▶ [Work required]
How many lines of the records below contain the string "shop", with case counting? Reply with the number alone.

:::::

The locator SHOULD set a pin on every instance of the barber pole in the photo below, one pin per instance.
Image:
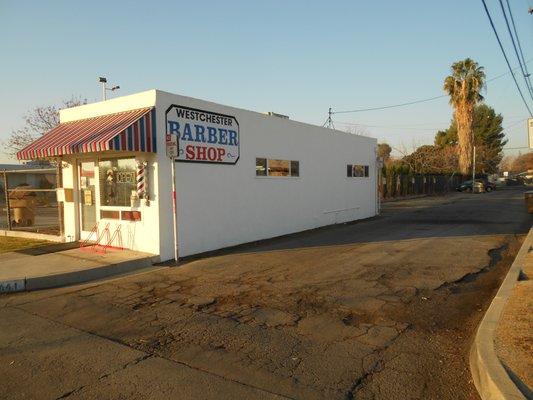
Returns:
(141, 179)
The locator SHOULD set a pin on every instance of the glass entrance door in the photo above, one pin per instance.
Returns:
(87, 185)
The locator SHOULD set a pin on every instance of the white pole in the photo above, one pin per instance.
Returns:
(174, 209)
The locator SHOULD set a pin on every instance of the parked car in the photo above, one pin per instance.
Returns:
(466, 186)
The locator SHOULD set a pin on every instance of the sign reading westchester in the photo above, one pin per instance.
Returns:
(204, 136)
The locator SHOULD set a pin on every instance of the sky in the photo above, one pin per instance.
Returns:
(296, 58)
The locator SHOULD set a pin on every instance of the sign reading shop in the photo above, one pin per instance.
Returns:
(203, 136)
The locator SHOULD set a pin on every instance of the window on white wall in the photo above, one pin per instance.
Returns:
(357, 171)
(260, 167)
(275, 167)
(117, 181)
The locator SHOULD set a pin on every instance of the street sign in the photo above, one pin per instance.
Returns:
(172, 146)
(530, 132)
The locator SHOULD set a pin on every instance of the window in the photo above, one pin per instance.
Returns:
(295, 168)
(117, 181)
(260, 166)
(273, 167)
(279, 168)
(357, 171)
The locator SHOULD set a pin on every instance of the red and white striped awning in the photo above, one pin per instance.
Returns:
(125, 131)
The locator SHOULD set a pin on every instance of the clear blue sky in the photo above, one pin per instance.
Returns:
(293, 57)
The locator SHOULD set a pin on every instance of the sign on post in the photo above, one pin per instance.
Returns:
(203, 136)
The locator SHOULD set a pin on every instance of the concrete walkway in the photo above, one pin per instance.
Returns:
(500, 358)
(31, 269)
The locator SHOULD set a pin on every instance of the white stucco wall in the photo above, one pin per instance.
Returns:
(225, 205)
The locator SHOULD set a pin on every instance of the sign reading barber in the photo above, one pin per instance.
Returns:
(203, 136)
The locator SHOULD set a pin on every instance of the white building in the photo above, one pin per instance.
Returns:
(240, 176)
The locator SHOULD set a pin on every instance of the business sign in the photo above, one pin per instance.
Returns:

:::::

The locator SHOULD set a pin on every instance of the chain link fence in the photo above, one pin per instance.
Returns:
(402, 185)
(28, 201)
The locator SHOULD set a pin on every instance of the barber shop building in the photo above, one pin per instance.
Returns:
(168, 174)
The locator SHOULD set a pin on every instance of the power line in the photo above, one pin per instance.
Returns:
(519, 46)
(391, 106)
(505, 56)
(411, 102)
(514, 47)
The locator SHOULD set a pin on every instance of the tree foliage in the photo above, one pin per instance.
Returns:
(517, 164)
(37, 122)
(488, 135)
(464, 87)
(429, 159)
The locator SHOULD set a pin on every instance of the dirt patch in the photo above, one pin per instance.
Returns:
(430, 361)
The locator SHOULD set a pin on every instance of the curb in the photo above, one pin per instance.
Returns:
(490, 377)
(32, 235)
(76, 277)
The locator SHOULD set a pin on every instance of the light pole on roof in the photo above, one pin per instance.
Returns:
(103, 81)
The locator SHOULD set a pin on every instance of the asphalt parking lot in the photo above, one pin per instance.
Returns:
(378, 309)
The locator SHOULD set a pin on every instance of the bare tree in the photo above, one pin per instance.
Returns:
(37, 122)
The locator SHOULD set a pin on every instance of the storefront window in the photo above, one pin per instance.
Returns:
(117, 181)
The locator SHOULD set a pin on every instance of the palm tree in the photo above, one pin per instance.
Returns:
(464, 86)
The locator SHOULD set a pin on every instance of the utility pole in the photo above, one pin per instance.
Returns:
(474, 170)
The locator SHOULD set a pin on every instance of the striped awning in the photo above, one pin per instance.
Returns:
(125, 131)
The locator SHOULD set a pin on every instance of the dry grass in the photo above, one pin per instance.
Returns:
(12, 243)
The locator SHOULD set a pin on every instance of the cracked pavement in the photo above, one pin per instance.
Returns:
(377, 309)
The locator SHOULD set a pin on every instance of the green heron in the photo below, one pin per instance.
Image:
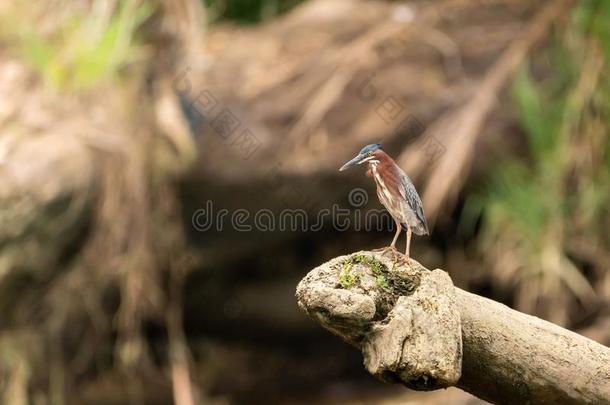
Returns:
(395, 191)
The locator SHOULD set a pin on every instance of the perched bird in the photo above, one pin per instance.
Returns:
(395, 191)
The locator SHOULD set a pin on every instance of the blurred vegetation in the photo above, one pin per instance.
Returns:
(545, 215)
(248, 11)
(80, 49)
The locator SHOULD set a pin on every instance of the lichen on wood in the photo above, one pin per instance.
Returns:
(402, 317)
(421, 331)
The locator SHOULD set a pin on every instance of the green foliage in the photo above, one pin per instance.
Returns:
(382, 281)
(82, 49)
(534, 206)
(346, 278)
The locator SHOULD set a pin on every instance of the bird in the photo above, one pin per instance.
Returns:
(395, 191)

:::::

▶ [Response]
2